▶ [Record set]:

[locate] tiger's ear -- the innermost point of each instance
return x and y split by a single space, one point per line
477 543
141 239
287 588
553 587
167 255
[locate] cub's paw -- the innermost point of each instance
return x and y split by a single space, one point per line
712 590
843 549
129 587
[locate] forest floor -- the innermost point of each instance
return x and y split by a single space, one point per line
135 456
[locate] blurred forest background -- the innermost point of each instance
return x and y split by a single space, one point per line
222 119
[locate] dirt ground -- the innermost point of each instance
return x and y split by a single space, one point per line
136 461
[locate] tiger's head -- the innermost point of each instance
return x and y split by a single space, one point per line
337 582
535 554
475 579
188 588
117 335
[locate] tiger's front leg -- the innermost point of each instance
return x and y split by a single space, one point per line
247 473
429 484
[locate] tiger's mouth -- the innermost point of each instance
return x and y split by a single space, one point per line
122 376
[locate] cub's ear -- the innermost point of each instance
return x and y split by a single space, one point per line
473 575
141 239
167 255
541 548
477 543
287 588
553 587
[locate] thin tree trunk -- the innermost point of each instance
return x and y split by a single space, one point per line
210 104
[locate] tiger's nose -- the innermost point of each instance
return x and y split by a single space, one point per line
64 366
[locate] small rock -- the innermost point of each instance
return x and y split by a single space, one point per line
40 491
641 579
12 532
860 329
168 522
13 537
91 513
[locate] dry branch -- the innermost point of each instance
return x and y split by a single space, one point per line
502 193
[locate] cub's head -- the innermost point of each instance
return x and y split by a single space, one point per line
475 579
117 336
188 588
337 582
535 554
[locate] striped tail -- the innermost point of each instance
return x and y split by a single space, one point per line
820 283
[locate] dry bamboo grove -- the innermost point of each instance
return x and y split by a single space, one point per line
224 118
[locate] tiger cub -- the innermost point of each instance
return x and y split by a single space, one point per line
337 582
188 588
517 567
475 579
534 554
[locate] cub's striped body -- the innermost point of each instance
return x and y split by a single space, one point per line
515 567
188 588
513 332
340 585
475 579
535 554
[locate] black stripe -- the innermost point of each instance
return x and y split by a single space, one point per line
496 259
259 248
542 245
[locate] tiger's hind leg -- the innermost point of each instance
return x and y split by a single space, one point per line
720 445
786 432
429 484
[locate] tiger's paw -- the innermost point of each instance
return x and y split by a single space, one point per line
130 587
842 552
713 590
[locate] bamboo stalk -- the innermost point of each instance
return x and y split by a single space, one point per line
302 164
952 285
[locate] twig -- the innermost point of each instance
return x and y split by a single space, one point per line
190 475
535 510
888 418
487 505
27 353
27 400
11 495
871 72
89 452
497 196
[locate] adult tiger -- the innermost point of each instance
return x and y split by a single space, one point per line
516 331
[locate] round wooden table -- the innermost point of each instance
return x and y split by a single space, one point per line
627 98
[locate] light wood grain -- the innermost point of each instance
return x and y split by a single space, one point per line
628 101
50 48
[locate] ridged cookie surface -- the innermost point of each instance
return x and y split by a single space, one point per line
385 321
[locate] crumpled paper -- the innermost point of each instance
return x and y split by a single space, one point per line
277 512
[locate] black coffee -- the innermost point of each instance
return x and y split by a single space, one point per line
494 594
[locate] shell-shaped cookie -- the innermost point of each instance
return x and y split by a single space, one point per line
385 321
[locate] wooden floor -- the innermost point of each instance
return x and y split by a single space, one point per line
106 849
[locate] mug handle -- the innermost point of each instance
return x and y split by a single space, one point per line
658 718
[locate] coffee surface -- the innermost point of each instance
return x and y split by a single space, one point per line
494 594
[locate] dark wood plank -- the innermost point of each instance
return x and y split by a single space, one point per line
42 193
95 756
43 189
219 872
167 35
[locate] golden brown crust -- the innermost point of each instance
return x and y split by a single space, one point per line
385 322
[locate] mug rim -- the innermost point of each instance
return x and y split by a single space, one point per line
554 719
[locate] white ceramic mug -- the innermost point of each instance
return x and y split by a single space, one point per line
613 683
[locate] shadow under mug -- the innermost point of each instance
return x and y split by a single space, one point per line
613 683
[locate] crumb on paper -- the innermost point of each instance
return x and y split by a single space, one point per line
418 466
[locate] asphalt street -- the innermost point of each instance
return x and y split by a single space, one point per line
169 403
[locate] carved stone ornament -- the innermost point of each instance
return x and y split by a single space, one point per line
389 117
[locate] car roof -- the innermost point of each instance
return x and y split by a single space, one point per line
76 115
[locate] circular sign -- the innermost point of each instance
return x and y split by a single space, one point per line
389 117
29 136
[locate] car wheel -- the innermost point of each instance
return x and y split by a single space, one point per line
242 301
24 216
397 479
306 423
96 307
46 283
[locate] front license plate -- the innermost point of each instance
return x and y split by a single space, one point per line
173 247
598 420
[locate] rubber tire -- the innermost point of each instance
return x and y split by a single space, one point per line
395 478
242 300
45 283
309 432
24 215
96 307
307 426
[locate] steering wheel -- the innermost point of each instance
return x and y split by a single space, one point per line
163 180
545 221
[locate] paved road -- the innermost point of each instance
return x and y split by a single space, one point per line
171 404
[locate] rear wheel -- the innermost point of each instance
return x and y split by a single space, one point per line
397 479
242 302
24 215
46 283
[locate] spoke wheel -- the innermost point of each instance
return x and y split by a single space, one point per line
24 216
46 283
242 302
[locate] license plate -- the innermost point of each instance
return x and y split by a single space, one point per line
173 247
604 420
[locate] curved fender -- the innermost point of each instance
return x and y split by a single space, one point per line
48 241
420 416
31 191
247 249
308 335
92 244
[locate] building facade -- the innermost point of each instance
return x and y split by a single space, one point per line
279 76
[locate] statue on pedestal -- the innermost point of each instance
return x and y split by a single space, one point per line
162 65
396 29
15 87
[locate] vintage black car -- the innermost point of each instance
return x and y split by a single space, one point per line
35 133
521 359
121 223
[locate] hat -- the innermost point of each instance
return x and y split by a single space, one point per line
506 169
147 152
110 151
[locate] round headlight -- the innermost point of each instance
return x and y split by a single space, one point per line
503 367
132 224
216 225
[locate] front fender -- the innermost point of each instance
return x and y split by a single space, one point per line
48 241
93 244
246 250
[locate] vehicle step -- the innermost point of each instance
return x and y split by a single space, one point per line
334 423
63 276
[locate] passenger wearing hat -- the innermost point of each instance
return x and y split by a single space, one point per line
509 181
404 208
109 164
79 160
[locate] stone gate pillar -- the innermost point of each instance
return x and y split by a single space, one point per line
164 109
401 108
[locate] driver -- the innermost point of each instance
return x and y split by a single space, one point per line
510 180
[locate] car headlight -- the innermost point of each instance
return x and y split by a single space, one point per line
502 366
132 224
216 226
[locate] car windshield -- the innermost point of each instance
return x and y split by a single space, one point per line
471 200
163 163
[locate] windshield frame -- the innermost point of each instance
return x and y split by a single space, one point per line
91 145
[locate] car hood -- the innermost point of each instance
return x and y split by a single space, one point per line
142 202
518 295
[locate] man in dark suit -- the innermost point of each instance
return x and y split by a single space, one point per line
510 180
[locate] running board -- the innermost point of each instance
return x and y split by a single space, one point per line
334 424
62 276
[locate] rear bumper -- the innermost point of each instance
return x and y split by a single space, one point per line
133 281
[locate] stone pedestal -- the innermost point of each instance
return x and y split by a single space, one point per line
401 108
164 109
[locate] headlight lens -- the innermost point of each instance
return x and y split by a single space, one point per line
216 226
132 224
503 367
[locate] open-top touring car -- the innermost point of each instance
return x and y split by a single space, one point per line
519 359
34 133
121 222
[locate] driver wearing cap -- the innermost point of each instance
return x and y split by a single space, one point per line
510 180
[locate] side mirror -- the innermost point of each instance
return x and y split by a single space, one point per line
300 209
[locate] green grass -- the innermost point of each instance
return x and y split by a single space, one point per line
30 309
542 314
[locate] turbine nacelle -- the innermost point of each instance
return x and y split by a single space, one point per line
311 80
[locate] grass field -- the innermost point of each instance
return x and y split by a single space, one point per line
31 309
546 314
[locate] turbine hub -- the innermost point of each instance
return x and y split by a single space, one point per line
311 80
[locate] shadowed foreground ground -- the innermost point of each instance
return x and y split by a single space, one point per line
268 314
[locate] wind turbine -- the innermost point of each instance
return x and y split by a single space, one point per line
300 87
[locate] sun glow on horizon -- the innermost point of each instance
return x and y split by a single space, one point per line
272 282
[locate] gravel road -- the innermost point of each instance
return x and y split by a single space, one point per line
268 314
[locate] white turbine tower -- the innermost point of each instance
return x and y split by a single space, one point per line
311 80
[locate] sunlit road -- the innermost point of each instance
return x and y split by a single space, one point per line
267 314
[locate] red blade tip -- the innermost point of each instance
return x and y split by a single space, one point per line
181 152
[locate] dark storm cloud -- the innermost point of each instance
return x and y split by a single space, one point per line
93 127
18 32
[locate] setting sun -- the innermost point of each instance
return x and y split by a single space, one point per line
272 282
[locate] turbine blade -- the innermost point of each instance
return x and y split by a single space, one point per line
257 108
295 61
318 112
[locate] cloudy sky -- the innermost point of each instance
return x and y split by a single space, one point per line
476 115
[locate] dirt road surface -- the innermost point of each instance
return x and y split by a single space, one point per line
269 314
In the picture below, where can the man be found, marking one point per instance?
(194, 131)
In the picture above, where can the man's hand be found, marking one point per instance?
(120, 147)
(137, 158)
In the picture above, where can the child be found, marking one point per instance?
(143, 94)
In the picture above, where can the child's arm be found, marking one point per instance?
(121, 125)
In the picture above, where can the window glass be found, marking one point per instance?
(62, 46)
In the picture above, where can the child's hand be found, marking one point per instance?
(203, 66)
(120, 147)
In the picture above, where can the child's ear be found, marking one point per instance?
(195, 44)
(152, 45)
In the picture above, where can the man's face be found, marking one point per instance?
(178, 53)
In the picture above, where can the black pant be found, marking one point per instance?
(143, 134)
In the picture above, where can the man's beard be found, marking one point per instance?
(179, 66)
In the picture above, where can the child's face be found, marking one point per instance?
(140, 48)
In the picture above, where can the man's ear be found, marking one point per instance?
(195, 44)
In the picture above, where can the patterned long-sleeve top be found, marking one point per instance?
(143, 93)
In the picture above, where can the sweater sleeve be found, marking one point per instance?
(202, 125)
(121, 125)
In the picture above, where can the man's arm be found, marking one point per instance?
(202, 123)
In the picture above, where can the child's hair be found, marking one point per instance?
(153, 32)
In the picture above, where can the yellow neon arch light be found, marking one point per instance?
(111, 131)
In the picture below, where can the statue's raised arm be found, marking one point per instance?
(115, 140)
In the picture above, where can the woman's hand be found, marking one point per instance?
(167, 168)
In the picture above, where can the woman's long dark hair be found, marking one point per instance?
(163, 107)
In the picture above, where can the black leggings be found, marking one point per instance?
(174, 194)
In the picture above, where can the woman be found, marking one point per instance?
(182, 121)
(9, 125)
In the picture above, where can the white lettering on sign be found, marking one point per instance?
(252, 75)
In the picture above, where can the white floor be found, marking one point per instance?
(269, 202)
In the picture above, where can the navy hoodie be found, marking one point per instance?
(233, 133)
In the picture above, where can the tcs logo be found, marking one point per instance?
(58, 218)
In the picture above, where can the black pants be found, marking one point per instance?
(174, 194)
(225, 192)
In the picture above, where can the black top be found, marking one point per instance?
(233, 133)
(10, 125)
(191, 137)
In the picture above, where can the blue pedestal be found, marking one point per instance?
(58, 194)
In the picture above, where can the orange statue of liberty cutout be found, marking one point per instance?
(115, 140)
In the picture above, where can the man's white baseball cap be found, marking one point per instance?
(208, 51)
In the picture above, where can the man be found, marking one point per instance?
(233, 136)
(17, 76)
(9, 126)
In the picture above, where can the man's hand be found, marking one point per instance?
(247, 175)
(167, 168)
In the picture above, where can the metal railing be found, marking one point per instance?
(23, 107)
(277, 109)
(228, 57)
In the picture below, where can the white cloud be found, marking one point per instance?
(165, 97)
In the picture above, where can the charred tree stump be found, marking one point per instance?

▶ [What you are asked to do]:
Where the line with "[locate] small rock" ends, your copy should end too; please return exactly the lines from the first line of the data through it.

▶ [Expected answer]:
[locate] tiger's ear -- the innermost point of each instance
return x and y split by a single space, one point per line
477 543
141 239
287 588
553 587
167 255
[locate] cub's paw -- the innermost point of each instance
return x and y split by a single space, one point per line
712 590
843 549
129 587
[locate] forest floor -- the innermost point of each instance
return x and y split by a single space, one point per line
135 456
[locate] blurred forest background -- the innermost point of each instance
return x and y split by a single space, one point per line
222 119
[locate] dirt ground -- the innermost point of each instance
return x and y split by a single space, one point per line
136 461
[locate] tiger's head -- the innermost point of each instance
return x and y split by a single space, one point per line
337 582
535 554
475 579
188 588
117 335
[locate] tiger's front leg -- the innermost point of each instance
return x and y split by a single space, one point per line
247 473
429 484
[locate] tiger's mouth -- the innermost point of each instance
return x and y split by a single space, one point per line
122 376
[locate] cub's ear -- the innermost point of each instance
return x and y split by a single space, one point per line
473 575
141 239
167 255
541 548
477 543
287 588
553 587
[locate] thin tree trunk -- the innermost point of each instance
return x and y split by a single space, one point per line
210 104
[locate] tiger's nose -- the innermost point of each instance
return x and y split by a single space, one point per line
64 366
[locate] small rock -- the innermost point of each instance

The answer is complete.